start Text segment

CAIRO: In this Dec 9, 2015 file photo, Egyptian journalists hold posters calling for the release from prison detention of Mahmoud Abou-Zeid, known as Shawkan, in front of the Syndicate of Journalists building. —AP
CAIRO: In this Dec 9, 2015 file photo, Egyptian journalists hold posters calling for the release from prison detention of Mahmoud Abou-Zeid, known as Shawkan, in front of the Syndicate of Journalists building. —AP

CAIRO: When Egypt’s military overthrew the Muslim Brotherhood in 2013, Egyptians like Nabil dared to hope that their conservative country was on the brink of change. Like many gay Egyptians, Nabil faced a life of persecution and intolerance, and when the Brotherhood’s Mohamed Morsi came to power in 2012 he fled to the United States.

Many believed that Morsi’s ouster amid mass protests a year later and replacement with then-army chief Abdel Fattah Al-Sisi would nudge Egyptian society in a more liberal direction.

end Text segment
start Provided material

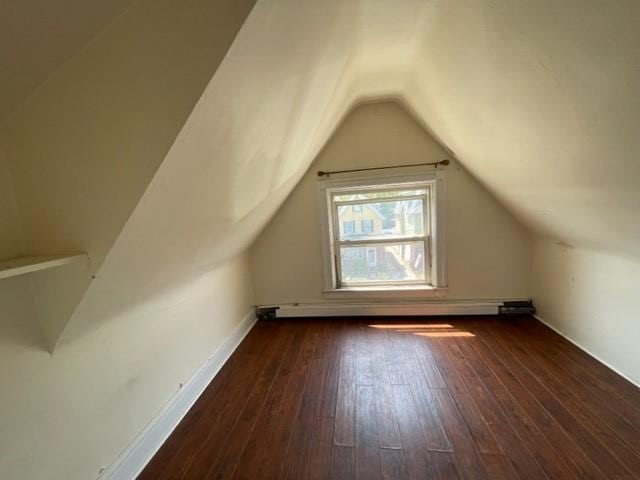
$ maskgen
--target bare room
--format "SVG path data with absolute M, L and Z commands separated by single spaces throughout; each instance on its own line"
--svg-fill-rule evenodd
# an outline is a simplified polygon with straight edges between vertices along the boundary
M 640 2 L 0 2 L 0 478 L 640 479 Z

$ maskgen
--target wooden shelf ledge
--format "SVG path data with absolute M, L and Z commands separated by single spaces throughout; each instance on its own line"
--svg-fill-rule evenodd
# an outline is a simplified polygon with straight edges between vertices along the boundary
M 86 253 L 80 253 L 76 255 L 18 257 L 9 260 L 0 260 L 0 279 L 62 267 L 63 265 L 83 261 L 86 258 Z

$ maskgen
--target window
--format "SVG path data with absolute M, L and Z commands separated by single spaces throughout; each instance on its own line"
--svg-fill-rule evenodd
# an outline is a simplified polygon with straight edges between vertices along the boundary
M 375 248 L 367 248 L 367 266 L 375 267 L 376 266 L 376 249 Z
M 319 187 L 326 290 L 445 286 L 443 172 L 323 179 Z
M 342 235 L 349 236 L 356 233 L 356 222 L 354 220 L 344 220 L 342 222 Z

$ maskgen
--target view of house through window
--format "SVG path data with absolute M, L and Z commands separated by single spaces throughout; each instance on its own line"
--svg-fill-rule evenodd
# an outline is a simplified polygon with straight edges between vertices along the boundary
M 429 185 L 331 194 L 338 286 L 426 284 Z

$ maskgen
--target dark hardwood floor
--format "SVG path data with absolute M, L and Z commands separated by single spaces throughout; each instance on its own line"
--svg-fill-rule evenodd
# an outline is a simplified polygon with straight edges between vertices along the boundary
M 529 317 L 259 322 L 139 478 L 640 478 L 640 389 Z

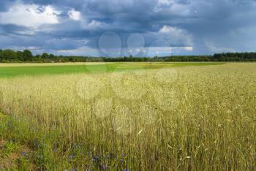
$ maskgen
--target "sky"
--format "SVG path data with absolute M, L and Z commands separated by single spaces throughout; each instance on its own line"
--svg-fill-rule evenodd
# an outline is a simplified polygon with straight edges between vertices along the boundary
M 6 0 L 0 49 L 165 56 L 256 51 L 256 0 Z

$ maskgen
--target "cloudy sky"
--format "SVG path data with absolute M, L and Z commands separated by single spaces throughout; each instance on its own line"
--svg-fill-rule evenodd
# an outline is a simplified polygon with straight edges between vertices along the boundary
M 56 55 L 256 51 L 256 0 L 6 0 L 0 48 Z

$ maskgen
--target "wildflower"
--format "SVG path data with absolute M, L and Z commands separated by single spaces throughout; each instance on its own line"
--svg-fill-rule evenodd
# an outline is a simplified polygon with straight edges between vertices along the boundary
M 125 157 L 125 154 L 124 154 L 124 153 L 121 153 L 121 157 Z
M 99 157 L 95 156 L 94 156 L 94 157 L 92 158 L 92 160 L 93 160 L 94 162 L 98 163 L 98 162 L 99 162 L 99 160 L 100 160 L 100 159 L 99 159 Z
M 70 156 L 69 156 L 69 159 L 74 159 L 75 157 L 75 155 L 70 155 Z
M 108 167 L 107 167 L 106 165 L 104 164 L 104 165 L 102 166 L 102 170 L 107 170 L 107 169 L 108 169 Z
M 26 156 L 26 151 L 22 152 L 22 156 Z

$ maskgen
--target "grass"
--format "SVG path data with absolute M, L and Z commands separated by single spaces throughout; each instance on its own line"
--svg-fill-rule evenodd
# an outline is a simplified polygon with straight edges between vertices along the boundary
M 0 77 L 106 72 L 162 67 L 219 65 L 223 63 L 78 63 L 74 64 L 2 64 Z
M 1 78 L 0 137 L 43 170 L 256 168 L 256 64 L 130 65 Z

end Provided material

Quote the Egypt news excerpt from "Many believed that" to "more liberal direction.".

Many believed that Morsi’s ouster amid mass protests a year later and replacement with then-army chief Abdel Fattah Al-Sisi would nudge Egyptian society in a more liberal direction.